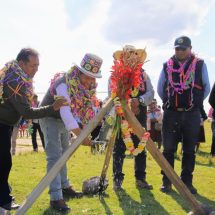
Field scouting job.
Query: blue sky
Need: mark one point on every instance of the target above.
(64, 30)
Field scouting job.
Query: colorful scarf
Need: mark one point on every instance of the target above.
(81, 98)
(22, 79)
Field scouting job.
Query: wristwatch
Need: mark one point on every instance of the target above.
(141, 100)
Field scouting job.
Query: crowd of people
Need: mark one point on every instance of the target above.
(68, 106)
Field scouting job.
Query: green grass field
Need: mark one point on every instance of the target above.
(28, 169)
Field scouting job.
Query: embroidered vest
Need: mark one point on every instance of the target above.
(190, 98)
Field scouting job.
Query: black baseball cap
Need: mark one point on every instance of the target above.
(182, 42)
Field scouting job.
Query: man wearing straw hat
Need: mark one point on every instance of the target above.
(131, 57)
(78, 86)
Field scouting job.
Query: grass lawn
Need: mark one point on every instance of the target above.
(28, 169)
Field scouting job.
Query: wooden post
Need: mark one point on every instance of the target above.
(108, 155)
(61, 162)
(163, 163)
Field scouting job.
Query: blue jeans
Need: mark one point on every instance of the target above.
(181, 127)
(56, 143)
(213, 138)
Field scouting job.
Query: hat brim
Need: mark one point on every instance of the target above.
(181, 46)
(92, 75)
(140, 52)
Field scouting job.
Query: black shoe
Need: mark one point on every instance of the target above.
(59, 205)
(166, 188)
(142, 184)
(71, 193)
(11, 206)
(191, 188)
(117, 185)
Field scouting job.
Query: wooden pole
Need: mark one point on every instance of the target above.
(108, 155)
(61, 162)
(163, 163)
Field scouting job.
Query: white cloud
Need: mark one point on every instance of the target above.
(130, 21)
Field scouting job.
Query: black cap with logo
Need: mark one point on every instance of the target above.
(182, 42)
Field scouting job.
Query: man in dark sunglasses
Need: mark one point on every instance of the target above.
(183, 85)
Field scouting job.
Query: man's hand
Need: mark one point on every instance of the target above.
(59, 102)
(135, 106)
(87, 142)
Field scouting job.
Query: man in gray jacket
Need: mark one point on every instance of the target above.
(15, 101)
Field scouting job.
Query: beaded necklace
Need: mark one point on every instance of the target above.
(22, 79)
(81, 98)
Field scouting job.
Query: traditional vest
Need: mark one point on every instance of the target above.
(143, 109)
(192, 97)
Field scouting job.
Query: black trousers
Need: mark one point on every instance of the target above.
(118, 160)
(181, 127)
(213, 138)
(36, 127)
(5, 163)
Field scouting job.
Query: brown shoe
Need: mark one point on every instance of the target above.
(142, 184)
(59, 205)
(70, 192)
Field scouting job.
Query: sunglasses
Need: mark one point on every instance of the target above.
(180, 49)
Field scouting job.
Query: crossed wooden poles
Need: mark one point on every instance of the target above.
(139, 131)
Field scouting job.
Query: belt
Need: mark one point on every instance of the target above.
(181, 109)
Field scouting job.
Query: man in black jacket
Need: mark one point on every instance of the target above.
(15, 101)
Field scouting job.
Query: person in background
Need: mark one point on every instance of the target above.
(36, 127)
(154, 122)
(212, 103)
(78, 86)
(183, 85)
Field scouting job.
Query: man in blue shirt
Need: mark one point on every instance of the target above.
(183, 85)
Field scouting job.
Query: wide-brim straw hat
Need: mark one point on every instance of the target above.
(91, 65)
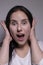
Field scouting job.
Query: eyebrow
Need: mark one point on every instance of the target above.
(21, 20)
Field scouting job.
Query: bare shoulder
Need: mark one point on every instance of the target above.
(41, 44)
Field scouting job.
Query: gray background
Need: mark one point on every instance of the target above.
(35, 6)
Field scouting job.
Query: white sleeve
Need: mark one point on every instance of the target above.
(40, 63)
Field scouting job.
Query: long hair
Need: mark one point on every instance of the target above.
(13, 44)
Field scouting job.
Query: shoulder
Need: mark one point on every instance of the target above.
(40, 44)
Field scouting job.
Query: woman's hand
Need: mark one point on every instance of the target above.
(7, 34)
(32, 33)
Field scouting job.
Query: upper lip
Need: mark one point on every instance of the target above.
(20, 34)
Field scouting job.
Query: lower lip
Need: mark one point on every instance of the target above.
(21, 39)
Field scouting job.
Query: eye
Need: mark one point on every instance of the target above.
(13, 22)
(24, 22)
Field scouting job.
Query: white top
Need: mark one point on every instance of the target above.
(16, 60)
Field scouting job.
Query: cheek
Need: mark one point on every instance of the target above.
(27, 31)
(12, 32)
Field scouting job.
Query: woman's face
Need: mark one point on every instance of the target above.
(19, 27)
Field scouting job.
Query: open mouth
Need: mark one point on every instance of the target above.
(20, 37)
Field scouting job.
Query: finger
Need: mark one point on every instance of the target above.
(3, 25)
(34, 23)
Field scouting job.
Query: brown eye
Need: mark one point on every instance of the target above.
(13, 22)
(24, 22)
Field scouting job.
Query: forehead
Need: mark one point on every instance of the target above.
(18, 15)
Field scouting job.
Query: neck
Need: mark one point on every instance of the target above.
(22, 52)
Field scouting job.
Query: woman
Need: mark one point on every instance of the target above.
(20, 46)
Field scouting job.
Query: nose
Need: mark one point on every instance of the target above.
(19, 28)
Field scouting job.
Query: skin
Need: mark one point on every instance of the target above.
(19, 28)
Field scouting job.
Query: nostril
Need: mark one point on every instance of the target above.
(19, 28)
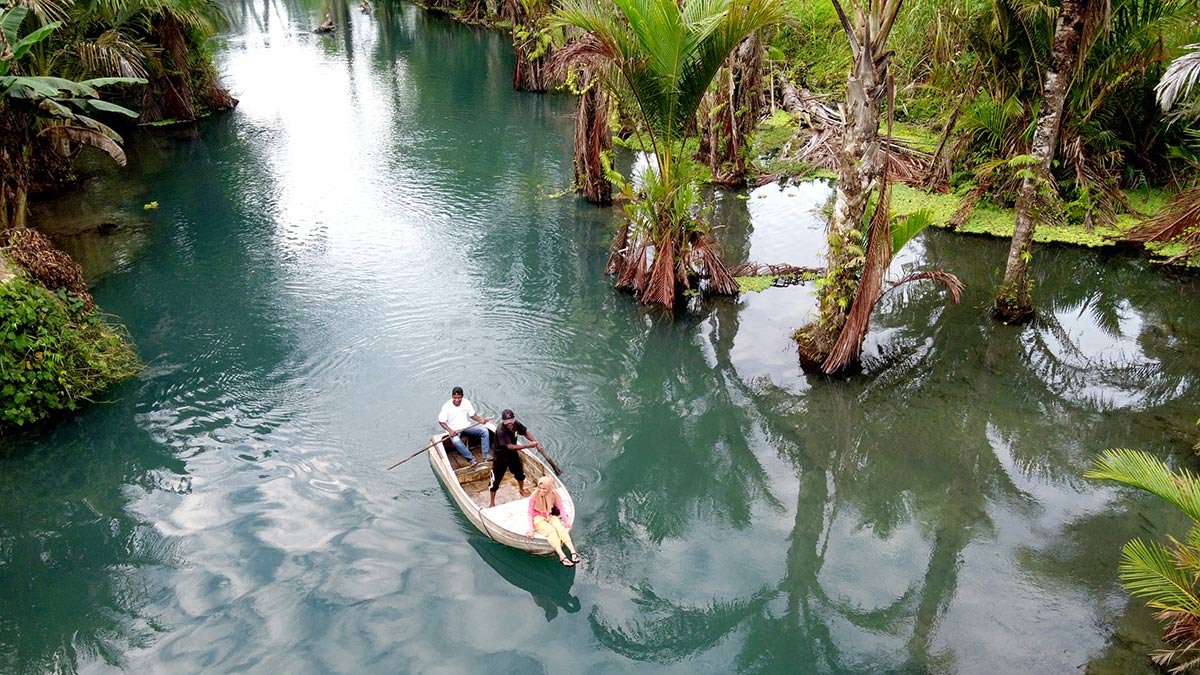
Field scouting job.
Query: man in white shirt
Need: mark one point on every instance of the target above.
(456, 418)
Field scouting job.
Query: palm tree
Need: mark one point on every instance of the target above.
(1013, 300)
(859, 251)
(659, 59)
(730, 113)
(37, 108)
(1164, 575)
(1180, 219)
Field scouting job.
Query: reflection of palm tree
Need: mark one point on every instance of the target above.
(66, 523)
(673, 632)
(682, 463)
(549, 584)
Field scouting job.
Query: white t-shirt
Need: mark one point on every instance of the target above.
(457, 417)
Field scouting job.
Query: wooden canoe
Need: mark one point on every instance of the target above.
(509, 520)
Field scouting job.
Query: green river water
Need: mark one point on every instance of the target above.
(371, 226)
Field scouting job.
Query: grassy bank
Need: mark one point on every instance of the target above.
(55, 350)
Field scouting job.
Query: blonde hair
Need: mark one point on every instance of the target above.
(545, 502)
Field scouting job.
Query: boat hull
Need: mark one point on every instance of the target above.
(508, 521)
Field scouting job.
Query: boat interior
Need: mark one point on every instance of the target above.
(478, 478)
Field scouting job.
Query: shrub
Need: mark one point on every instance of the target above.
(54, 352)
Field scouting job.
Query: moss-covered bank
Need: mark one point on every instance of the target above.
(55, 350)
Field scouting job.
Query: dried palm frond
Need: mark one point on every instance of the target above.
(112, 54)
(51, 267)
(660, 288)
(720, 280)
(1177, 221)
(879, 256)
(1179, 79)
(952, 282)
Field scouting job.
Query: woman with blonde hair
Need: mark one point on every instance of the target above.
(547, 518)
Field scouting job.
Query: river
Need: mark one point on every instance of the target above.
(372, 226)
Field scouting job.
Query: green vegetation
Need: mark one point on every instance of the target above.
(661, 58)
(754, 284)
(1164, 575)
(54, 352)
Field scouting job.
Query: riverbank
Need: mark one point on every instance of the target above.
(57, 348)
(983, 219)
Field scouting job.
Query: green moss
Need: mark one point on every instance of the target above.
(912, 135)
(754, 284)
(987, 219)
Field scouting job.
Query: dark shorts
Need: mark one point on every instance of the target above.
(505, 460)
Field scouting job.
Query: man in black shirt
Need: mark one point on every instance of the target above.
(507, 458)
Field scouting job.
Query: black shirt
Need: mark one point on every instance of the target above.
(505, 436)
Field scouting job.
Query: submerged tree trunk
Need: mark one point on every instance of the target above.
(731, 112)
(593, 142)
(859, 172)
(1013, 300)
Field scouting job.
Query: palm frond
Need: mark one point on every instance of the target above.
(1149, 572)
(113, 54)
(96, 138)
(1179, 79)
(1145, 472)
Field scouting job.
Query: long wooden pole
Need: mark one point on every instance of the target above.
(430, 446)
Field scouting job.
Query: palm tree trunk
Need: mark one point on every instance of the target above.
(731, 112)
(168, 95)
(859, 172)
(1013, 300)
(593, 141)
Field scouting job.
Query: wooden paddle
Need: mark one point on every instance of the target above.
(430, 446)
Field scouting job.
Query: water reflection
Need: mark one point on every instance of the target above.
(547, 581)
(323, 267)
(71, 547)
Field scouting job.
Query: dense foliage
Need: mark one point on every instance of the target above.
(54, 352)
(1163, 575)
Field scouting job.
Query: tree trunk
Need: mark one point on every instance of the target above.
(168, 95)
(528, 71)
(593, 142)
(731, 112)
(859, 172)
(1013, 300)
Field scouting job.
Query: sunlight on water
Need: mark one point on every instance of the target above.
(373, 225)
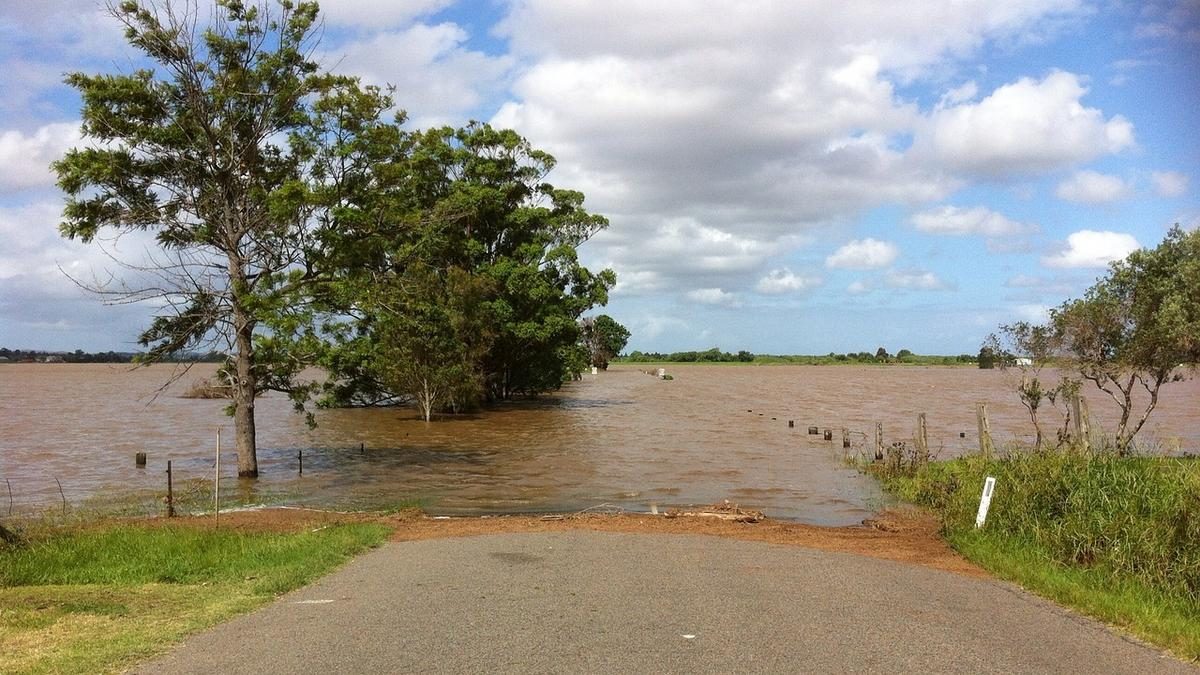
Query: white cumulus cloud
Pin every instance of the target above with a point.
(1093, 187)
(1026, 126)
(863, 254)
(785, 281)
(1092, 249)
(916, 280)
(713, 297)
(976, 220)
(437, 78)
(1169, 183)
(25, 159)
(372, 13)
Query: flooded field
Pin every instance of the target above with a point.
(622, 438)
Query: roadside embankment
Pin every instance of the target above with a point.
(1117, 538)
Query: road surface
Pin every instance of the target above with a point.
(598, 602)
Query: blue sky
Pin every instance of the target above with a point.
(779, 177)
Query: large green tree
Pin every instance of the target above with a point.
(462, 204)
(1137, 328)
(604, 339)
(211, 148)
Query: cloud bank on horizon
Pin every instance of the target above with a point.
(780, 177)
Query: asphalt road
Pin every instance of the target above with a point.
(591, 602)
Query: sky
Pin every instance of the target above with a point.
(781, 177)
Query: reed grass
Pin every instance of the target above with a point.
(1114, 537)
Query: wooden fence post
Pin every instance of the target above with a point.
(984, 430)
(1079, 411)
(922, 438)
(171, 494)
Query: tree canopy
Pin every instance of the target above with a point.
(1133, 330)
(1138, 327)
(604, 339)
(298, 227)
(197, 149)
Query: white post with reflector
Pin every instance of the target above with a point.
(989, 485)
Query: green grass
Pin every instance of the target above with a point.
(1117, 538)
(103, 597)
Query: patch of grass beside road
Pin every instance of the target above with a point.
(1117, 538)
(101, 597)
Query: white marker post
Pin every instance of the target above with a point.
(989, 485)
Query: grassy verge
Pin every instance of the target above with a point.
(1115, 538)
(99, 598)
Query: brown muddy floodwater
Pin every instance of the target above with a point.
(622, 438)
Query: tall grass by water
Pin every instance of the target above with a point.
(1115, 537)
(103, 596)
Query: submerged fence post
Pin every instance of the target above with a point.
(1079, 410)
(216, 481)
(61, 494)
(984, 430)
(171, 494)
(922, 438)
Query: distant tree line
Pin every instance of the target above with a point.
(708, 356)
(79, 356)
(881, 356)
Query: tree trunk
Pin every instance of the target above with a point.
....
● REQUIREMENT
Switch "Pin" to "Mark" in the part of the listing that opens with the line containing "Query: brown muddy floodwater" and runs through the end of the listing, leaving everything else the same. Give back only those lines.

● RESULT OF THE EXERCISE
Query: brown muddy floodwater
Mark every instance of the target above with a point.
(622, 438)
Query: tall grass by water
Mark every instance of the target above with a point.
(1115, 537)
(103, 596)
Query: submerged fence post
Mark every instance of the target above with a point.
(1079, 410)
(216, 481)
(61, 494)
(984, 430)
(171, 494)
(922, 438)
Query: distant tree line
Mark every instance of the target above with a point.
(708, 356)
(79, 356)
(881, 356)
Query: tree trunk
Mark every instance of the target above with a point.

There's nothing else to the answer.